--- PROVIDED RECORDS Enclosed Below ---
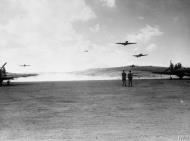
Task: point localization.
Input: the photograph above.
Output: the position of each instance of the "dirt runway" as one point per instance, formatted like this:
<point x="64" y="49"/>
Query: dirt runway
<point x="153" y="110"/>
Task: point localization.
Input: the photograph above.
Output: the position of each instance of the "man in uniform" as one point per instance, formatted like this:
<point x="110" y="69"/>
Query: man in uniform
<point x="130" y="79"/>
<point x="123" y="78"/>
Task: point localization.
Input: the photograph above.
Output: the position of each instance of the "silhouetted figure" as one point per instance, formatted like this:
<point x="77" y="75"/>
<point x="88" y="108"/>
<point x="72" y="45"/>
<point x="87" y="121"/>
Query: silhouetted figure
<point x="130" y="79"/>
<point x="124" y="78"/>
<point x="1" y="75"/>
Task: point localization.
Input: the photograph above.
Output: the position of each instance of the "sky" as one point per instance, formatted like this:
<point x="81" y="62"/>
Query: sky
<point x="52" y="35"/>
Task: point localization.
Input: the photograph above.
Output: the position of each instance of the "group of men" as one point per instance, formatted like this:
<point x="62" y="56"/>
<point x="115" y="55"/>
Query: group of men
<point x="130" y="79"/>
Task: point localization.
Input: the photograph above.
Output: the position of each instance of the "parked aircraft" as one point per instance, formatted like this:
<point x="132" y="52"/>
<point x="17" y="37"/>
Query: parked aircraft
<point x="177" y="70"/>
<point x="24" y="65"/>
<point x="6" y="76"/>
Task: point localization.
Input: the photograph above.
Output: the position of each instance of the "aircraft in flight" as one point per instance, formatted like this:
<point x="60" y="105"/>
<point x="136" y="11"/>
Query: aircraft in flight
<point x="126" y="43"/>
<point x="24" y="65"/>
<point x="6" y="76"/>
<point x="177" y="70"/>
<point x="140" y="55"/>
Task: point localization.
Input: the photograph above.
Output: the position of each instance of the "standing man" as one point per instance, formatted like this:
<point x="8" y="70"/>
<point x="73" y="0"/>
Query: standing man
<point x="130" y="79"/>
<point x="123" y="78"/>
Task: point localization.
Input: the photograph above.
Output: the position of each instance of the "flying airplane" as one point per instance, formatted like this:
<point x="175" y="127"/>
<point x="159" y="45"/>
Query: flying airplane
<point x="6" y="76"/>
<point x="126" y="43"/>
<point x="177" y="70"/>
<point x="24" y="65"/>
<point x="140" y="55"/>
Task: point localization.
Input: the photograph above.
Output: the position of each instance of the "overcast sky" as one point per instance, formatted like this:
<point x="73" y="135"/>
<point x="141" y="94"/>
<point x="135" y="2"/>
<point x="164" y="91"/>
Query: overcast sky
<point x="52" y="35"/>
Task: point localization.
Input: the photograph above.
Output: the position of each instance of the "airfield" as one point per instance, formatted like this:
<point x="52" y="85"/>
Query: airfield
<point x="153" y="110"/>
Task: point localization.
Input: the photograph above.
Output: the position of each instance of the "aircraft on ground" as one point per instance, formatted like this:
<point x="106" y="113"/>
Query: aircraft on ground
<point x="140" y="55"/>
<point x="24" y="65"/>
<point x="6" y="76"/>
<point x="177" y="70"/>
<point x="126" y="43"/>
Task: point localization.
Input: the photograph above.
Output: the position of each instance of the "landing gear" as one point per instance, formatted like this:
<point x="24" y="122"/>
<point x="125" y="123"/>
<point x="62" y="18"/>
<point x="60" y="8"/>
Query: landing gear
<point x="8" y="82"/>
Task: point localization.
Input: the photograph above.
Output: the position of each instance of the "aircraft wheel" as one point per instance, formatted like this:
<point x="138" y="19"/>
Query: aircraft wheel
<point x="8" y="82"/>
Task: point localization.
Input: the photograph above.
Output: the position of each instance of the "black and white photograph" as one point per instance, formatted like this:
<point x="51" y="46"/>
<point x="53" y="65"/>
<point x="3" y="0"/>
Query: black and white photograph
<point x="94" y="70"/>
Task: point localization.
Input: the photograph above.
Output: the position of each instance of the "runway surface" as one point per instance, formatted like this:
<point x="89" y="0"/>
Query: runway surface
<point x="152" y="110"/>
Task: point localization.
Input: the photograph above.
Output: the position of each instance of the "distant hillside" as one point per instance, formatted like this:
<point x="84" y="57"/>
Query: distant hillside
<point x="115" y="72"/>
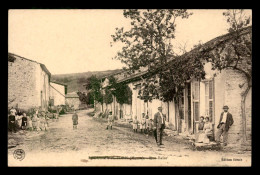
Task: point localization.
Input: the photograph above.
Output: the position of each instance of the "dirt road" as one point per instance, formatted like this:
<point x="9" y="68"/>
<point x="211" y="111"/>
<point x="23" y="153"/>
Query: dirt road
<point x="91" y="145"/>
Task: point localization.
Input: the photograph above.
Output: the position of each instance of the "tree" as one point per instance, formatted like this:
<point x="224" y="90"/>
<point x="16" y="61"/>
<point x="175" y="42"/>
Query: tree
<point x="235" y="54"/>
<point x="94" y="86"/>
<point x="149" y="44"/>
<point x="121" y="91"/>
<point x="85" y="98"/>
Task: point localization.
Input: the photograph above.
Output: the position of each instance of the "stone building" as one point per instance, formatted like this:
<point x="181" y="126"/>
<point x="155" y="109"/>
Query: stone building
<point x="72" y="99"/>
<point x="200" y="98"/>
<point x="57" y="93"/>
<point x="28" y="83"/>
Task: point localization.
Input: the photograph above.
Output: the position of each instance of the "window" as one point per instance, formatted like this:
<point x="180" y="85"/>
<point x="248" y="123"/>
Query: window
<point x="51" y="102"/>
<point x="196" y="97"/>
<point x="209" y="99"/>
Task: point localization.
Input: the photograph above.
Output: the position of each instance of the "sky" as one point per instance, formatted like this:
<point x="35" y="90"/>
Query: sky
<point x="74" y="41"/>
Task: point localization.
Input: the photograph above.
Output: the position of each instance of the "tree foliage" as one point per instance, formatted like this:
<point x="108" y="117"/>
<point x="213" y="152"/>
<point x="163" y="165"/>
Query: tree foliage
--- End of Enclosed PROVIDED RECORDS ---
* [PROBLEM TO WORK ON]
Output every entry exactly, leaving out pictures.

* [SOLUTION FOR THIS PROBLEM]
Task: point localization.
Input: the photograph above.
Output: the position of each instance of the "dirt runway" as one point per instance, formatted like this:
<point x="64" y="49"/>
Query: dirt runway
<point x="153" y="110"/>
Task: point localization.
Input: the photograph above.
Output: the position of each instance of the "man in uniform" as one point per instance, formatted like this:
<point x="110" y="69"/>
Query: man in uniform
<point x="130" y="79"/>
<point x="123" y="78"/>
Task: point localization.
Input: the photograph above.
Output: the position of each instance of the "silhouetted figure" as one point per instance, formatted like this:
<point x="77" y="75"/>
<point x="88" y="108"/>
<point x="72" y="45"/>
<point x="87" y="121"/>
Query: silhouetted figure
<point x="130" y="79"/>
<point x="124" y="78"/>
<point x="1" y="75"/>
Task: point localization.
Input: the photograph above.
Output: the position of each instance of the "sky" as one point per instance, formatted like this:
<point x="81" y="62"/>
Query: sky
<point x="52" y="35"/>
Task: point localization.
Input: the photograph above.
Output: the position of each instance of the "group of men" as one point per instance, formatted like this:
<point x="62" y="56"/>
<point x="115" y="55"/>
Query: group of men
<point x="130" y="79"/>
Task: point localization.
Input: the photograph above.
Output: the position of each instance of the "parked aircraft" as one point per instance, formatted like this:
<point x="132" y="52"/>
<point x="17" y="37"/>
Query: parked aircraft
<point x="177" y="70"/>
<point x="24" y="65"/>
<point x="6" y="76"/>
Task: point localization.
Input: the photograph above.
Output: the position of each instance of the "aircraft in flight" as one point per instance, formatted like this:
<point x="60" y="105"/>
<point x="136" y="11"/>
Query: aircraft in flight
<point x="126" y="43"/>
<point x="24" y="65"/>
<point x="6" y="76"/>
<point x="177" y="70"/>
<point x="140" y="55"/>
Task: point localization.
Input: the photograph above.
Output: the position of each instance of the "standing man" as one point per instance, formatted like this:
<point x="8" y="70"/>
<point x="73" y="0"/>
Query: standing man
<point x="130" y="79"/>
<point x="123" y="78"/>
Task: point localization.
Input: the photograph above.
Output: the position of each instance of the "flying airplane" as one point per instance, formatted like this:
<point x="175" y="127"/>
<point x="159" y="45"/>
Query: flying airplane
<point x="6" y="76"/>
<point x="126" y="43"/>
<point x="177" y="70"/>
<point x="24" y="65"/>
<point x="140" y="55"/>
Task: point localization.
Input: the photograph above.
Output: the position of each instance of the "overcast sky" as one point per instance, formatted like this:
<point x="73" y="135"/>
<point x="141" y="94"/>
<point x="135" y="2"/>
<point x="164" y="91"/>
Query: overcast sky
<point x="52" y="35"/>
Task: point localization.
Input: the photograph above.
Output: the position of each instance of the "airfield" as one point per instance, formatted like this:
<point x="52" y="85"/>
Query: airfield
<point x="153" y="110"/>
Task: point localization.
Input: the photograph above.
Output: the position of each instance of the "aircraft on ground" as one point per instance, formatted like this:
<point x="106" y="113"/>
Query: aircraft on ground
<point x="140" y="55"/>
<point x="24" y="65"/>
<point x="6" y="76"/>
<point x="177" y="70"/>
<point x="126" y="43"/>
Task: point localization.
Input: the photograph above.
Output: the position of each instance of the "landing gear" as one point per instance, formatted like this:
<point x="24" y="122"/>
<point x="125" y="123"/>
<point x="62" y="18"/>
<point x="60" y="8"/>
Query: landing gear
<point x="8" y="82"/>
Task: point localization.
Input: the photograph above.
Output: the position of each instance of the "aircraft wheel" as one point per instance, formatted like this:
<point x="138" y="19"/>
Query: aircraft wheel
<point x="8" y="82"/>
Task: point localization.
Input: the photograph above.
Output: the position of each instance of the "black and white photograph" as one point per instance, formatted like this:
<point x="51" y="46"/>
<point x="53" y="65"/>
<point x="3" y="0"/>
Query: black and white photograph
<point x="94" y="70"/>
Task: point localization.
Input: the photograph above.
Output: the position of each instance of the "runway surface" as one point per instance, formatted like this:
<point x="89" y="0"/>
Query: runway surface
<point x="152" y="110"/>
Task: point localization.
Input: the photograph above.
Output: the position of each instance of the "distant hillside" as one point per instance, formatted like this:
<point x="84" y="57"/>
Query: distant hillside
<point x="115" y="72"/>
Task: point localization.
Input: the photograph above.
Output: the position of each instance of the "dirt road" as one point per instance, formatted like this:
<point x="9" y="68"/>
<point x="211" y="111"/>
<point x="23" y="153"/>
Query: dirt road
<point x="91" y="145"/>
Task: point localization.
Input: the photograph above.
Output: the position of each instance of the "tree" as one point per instance, formatted like this:
<point x="224" y="90"/>
<point x="16" y="61"/>
<point x="175" y="42"/>
Query: tree
<point x="235" y="54"/>
<point x="94" y="86"/>
<point x="149" y="44"/>
<point x="121" y="91"/>
<point x="85" y="98"/>
Task: point localization.
Input: the photograph above.
Output: the position of each instance of the "stone building" as one point per instance, formatted like this:
<point x="181" y="126"/>
<point x="155" y="109"/>
Query: stone building
<point x="72" y="99"/>
<point x="200" y="98"/>
<point x="57" y="93"/>
<point x="28" y="83"/>
Task: point localization.
Input: the photograph above.
Output: the position of each instance of the "window" as one point per instance, formatted like this:
<point x="180" y="85"/>
<point x="248" y="123"/>
Query: window
<point x="51" y="102"/>
<point x="196" y="97"/>
<point x="209" y="99"/>
Task: point localization.
Input: the photograph above.
Output: the position of each instance of the "sky" as one point per instance, formatted like this:
<point x="35" y="90"/>
Query: sky
<point x="74" y="41"/>
Task: point localization.
Input: the photograph above.
Output: the position of each instance of the "tree foliage" as one point per instance, formatted like this:
<point x="108" y="117"/>
<point x="213" y="152"/>
<point x="163" y="165"/>
Query: tree foliage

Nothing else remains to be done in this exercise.